Activity: Output all entries exactly as they appear and skip the pictures.
═══ Dataset content ═══
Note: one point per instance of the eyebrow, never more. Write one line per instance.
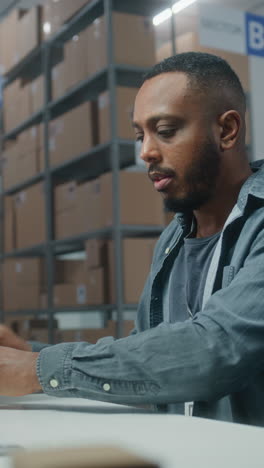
(156, 118)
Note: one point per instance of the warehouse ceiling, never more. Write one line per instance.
(255, 6)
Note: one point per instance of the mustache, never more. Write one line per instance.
(155, 169)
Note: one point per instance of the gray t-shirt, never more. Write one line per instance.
(183, 292)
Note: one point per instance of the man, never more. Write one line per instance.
(199, 329)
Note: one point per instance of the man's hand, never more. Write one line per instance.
(18, 372)
(11, 340)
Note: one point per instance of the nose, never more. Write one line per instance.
(150, 152)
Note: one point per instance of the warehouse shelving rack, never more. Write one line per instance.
(111, 156)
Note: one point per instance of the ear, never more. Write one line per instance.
(230, 124)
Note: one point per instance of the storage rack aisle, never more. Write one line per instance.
(62, 172)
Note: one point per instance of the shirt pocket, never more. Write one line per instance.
(228, 275)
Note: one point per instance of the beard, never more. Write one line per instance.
(200, 180)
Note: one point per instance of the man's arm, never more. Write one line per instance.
(18, 372)
(10, 339)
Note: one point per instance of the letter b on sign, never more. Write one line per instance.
(255, 34)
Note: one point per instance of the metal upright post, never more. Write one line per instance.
(48, 190)
(117, 234)
(173, 32)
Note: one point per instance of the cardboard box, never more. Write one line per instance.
(28, 31)
(96, 253)
(37, 94)
(77, 208)
(30, 216)
(71, 271)
(190, 42)
(50, 20)
(25, 271)
(9, 224)
(65, 196)
(71, 134)
(125, 98)
(135, 187)
(137, 259)
(21, 160)
(67, 8)
(90, 292)
(54, 14)
(21, 298)
(23, 281)
(33, 329)
(133, 42)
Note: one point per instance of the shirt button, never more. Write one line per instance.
(106, 387)
(54, 383)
═══
Exercise solution:
Note: one point per instance of the eyebrow, never more. Write one line per instance.
(156, 118)
Note: one point per instance of the warehouse ceiling, never more. Write one line per instance.
(255, 6)
Note: one point per instance of the mustache, never more. Write one line per instance.
(155, 169)
Note: one point per instance of the gray t-shirt, never more. Write one line per instance.
(183, 292)
Note: one point per instance of the man, never more. Write one line per instance.
(199, 329)
Note: one point per instance of the man's hand, never more. Write one line per instance.
(18, 372)
(11, 340)
Note: one point per instance of the nose, never more. Write one line per instance.
(150, 152)
Note: one point per instance of the warehouse shelving rack, never more. Write one line per instance.
(111, 156)
Note: one point per instance of the ear, never more. Write one line per instance.
(230, 124)
Note: one point per instance of the storage rack aisle, never more. Write one line per instance.
(62, 172)
Note: one point per instance of the shirt pocket, never more. Write one line per instance.
(228, 275)
Note: one point per instance of the beard, never more. Write one line per instance.
(200, 180)
Note: one point per instance of the man's arm, never more. Write one line per instance.
(18, 372)
(10, 339)
Note: one point per instance of the letter b on sign, never more. Write one line per instance.
(255, 34)
Note: one point per instance of the metal upright post, never more. Write one line per instance.
(48, 190)
(117, 234)
(173, 32)
Note: one point per instance of the cardboard box, never more. Write one line per instance.
(28, 31)
(96, 253)
(37, 94)
(77, 208)
(30, 216)
(71, 271)
(190, 42)
(50, 20)
(25, 271)
(9, 224)
(65, 196)
(71, 134)
(125, 98)
(135, 187)
(137, 259)
(21, 160)
(67, 8)
(90, 292)
(54, 14)
(21, 298)
(23, 281)
(33, 329)
(133, 42)
Note: one point per instance of the shirt button, never more. Write one line per instance.
(106, 387)
(54, 383)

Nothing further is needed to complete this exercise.